[Pointing dataset records]
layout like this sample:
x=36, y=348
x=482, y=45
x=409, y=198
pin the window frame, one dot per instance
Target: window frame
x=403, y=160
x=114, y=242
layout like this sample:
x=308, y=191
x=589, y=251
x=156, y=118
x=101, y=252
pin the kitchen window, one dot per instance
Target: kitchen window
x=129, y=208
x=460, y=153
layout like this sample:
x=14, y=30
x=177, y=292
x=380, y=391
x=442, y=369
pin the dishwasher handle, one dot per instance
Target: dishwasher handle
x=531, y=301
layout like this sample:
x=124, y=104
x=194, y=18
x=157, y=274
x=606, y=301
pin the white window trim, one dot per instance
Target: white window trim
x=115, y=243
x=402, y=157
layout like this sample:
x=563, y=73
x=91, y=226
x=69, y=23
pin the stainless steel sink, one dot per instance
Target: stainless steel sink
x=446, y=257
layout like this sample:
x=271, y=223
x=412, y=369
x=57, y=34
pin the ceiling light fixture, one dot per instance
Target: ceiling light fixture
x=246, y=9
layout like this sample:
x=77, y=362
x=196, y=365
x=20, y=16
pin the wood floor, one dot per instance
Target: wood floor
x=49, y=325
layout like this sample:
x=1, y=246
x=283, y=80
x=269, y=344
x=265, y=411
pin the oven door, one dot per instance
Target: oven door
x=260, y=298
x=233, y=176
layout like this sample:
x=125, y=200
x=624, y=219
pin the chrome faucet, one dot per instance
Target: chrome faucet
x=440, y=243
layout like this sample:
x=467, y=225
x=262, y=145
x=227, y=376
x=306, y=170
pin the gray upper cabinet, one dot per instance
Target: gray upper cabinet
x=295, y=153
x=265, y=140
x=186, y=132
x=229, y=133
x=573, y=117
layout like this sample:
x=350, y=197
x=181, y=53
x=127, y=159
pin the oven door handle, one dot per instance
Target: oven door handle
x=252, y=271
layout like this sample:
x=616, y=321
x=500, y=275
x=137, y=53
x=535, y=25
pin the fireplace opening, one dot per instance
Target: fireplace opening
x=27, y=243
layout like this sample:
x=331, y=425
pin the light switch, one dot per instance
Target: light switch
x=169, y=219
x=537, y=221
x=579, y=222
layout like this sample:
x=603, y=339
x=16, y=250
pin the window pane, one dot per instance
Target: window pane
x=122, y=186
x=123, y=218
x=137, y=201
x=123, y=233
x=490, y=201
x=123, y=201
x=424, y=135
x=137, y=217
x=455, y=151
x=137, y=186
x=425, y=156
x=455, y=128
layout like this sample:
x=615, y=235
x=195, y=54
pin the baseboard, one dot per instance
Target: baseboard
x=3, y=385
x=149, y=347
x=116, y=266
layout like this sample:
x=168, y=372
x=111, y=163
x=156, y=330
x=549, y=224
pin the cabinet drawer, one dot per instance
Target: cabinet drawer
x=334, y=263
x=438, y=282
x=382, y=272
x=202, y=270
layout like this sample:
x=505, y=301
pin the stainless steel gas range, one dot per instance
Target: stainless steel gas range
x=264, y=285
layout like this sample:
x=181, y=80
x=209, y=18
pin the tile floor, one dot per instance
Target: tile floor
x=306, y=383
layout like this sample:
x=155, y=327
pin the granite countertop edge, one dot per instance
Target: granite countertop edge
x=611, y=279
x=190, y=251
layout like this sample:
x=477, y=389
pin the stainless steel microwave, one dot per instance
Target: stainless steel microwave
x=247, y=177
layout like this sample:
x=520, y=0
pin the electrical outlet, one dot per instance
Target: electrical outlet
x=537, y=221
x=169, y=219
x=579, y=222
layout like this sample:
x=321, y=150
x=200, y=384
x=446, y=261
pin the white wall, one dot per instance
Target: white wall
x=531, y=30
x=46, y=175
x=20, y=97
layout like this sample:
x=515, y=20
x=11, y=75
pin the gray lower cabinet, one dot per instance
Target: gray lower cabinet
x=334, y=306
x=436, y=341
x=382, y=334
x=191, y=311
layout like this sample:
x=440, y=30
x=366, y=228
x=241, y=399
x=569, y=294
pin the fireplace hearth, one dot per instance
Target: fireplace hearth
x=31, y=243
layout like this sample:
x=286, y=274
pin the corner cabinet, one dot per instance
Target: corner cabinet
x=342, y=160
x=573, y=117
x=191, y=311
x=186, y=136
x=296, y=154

_JOB_:
Rewrite every line of the records, requests included, starting at the first line and ending at the line containing "x=114, y=242". Rescale only the answer coordinates by multiplying each by 1.25 and rounding to a whole number, halves up, and leave the numbers in the requests and their format samples unchanged.

_REPLY TO THE TASK_:
layout like this sample:
x=36, y=348
x=482, y=45
x=409, y=198
pin the window frame, one dot per instance
Target: window frame
x=504, y=200
x=143, y=303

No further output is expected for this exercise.